- **WHAT TO PRODUCE**
Reproduce every line of the entries below, requests included, but omit the pictures. Scale each polygon vertex coordinate in the answers by 2.4 and round it to the nearest whole number, with halves rounded up.

+ + + + +

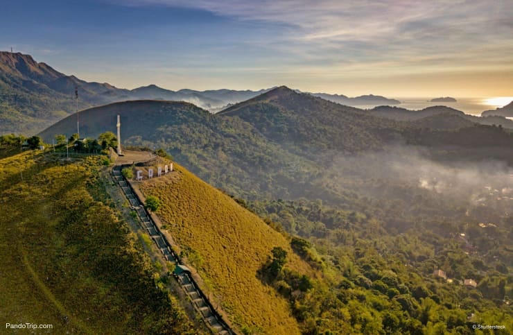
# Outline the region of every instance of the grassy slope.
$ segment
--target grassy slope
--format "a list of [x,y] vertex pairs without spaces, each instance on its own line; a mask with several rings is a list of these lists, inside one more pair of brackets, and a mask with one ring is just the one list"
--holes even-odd
[[97,166],[33,152],[0,160],[0,323],[52,324],[60,334],[186,332],[126,225],[98,199]]
[[269,334],[297,334],[286,301],[257,278],[275,246],[288,253],[287,266],[312,270],[290,248],[286,239],[244,209],[175,164],[178,178],[154,178],[139,184],[146,196],[162,203],[157,214],[195,266],[216,300],[241,328]]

+ + + + +

- **EXERCISE OUTPUT**
# Outline the region of every instance of the grassy slope.
$ segment
--target grassy slope
--format "a list of [x,y] vertex pairs without spaces, each instance on its own line; a mask with several rings is a list of these lists, inside one more pair of brackets, and a mask with one ring is just the one list"
--holes even-odd
[[233,398],[79,365],[0,384],[0,775],[125,778],[144,802],[446,797],[302,540],[235,478]]
[[646,802],[713,802],[686,722],[617,667],[660,590],[691,607],[689,638],[749,648],[696,595],[686,574],[586,502],[420,394],[427,427],[370,427],[334,442],[350,470],[389,487],[377,514],[468,638],[518,720],[578,787]]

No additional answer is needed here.